#### [WHAT YOU WILL DO]
Provide an exact reproduction of every entry.

#### [STORED RECORDS]

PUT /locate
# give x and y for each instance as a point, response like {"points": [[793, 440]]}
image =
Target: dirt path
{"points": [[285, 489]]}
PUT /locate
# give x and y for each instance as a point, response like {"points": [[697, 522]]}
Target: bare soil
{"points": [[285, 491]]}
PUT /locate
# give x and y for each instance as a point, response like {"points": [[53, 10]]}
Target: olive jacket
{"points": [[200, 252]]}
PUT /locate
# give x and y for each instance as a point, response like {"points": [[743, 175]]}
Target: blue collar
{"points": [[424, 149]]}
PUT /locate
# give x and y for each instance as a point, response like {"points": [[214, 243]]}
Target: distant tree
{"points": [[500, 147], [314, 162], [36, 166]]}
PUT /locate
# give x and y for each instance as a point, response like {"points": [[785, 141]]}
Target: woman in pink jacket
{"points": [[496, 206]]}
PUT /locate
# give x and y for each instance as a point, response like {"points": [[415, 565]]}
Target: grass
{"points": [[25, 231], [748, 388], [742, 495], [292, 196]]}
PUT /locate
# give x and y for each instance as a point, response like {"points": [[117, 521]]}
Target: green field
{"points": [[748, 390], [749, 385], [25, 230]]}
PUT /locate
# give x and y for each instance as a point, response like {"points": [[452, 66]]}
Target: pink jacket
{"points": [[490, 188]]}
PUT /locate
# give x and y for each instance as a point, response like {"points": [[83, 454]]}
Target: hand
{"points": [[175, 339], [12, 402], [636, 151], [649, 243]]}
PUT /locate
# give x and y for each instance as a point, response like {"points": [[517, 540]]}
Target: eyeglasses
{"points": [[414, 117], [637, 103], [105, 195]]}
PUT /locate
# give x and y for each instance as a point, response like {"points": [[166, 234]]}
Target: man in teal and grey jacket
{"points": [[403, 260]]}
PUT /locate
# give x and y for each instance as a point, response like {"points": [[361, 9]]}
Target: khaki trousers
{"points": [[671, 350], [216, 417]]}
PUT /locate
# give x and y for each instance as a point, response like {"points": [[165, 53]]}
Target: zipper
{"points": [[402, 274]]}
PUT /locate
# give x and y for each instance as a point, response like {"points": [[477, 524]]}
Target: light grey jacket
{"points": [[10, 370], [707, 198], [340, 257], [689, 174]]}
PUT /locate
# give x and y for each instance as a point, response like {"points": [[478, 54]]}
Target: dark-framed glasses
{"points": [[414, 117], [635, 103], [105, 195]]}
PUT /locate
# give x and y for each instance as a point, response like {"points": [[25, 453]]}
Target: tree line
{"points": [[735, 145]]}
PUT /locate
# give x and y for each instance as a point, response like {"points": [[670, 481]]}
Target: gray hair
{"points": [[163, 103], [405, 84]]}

#### [ANSWER TO THIS EXERCISE]
PUT /locate
# give x and y for each instance as a point, response like {"points": [[793, 440]]}
image =
Target: dirt path
{"points": [[285, 489]]}
PUT /locate
# give x and y for each instance as a point, response like {"points": [[697, 522]]}
Target: bare soil
{"points": [[285, 491]]}
PUT /locate
# give x and y for each instance as a point, response like {"points": [[53, 10]]}
Target: olive jacket
{"points": [[200, 252]]}
PUT /locate
# give x and y for each instance as a point, response like {"points": [[743, 175]]}
Target: blue collar
{"points": [[424, 149]]}
PUT /locate
# give x and y for each instance as a point, response like {"points": [[214, 243]]}
Target: distant tree
{"points": [[500, 147], [314, 162], [36, 166]]}
PUT /locate
# give x and y for each instance as a point, response like {"points": [[785, 141]]}
Target: woman in pink jacket
{"points": [[496, 206]]}
PUT /locate
# give x and y for each instance as a point, response like {"points": [[415, 565]]}
Target: grass
{"points": [[25, 231], [748, 388], [742, 495], [292, 196]]}
PUT /locate
# give x and y for each instance as a point, response like {"points": [[117, 521]]}
Target: green field
{"points": [[748, 390], [749, 385], [25, 230]]}
PUT /locate
# give x and y for each instance as a point, response like {"points": [[452, 66]]}
Target: pink jacket
{"points": [[490, 188]]}
PUT /locate
# give x and y for each instance as a point, response like {"points": [[83, 454]]}
Target: hand
{"points": [[175, 339], [12, 402], [636, 151], [649, 243]]}
PUT /locate
# give x and y for each instance as a point, response like {"points": [[517, 540]]}
Target: eyeglasses
{"points": [[414, 117], [637, 103], [105, 195]]}
PUT /locate
# give x and y for each instance as a point, response like {"points": [[166, 234]]}
Target: man in teal and grey jacket
{"points": [[403, 260]]}
PUT /locate
# give x and y for each instance as a point, response like {"points": [[361, 9]]}
Target: khaki trousers
{"points": [[671, 350], [216, 417]]}
PUT /locate
# give x and y for each instance as a point, response like {"points": [[165, 53]]}
Target: zipper
{"points": [[402, 274]]}
PUT /locate
# give x and y for each instance as a point, response like {"points": [[477, 524]]}
Target: light grey jacket
{"points": [[10, 370], [707, 198], [340, 257], [689, 174]]}
PUT /locate
# give x and y for each instance as a point, response like {"points": [[478, 54]]}
Target: dark-framed glasses
{"points": [[414, 117], [635, 103], [105, 195]]}
PUT /locate
# give x and y for each instance as a point, response like {"points": [[25, 453]]}
Target: tree line
{"points": [[735, 145]]}
PUT /locate
# give x and y for each instance as a point, response like {"points": [[670, 481]]}
Target: gray hair
{"points": [[163, 103], [405, 84]]}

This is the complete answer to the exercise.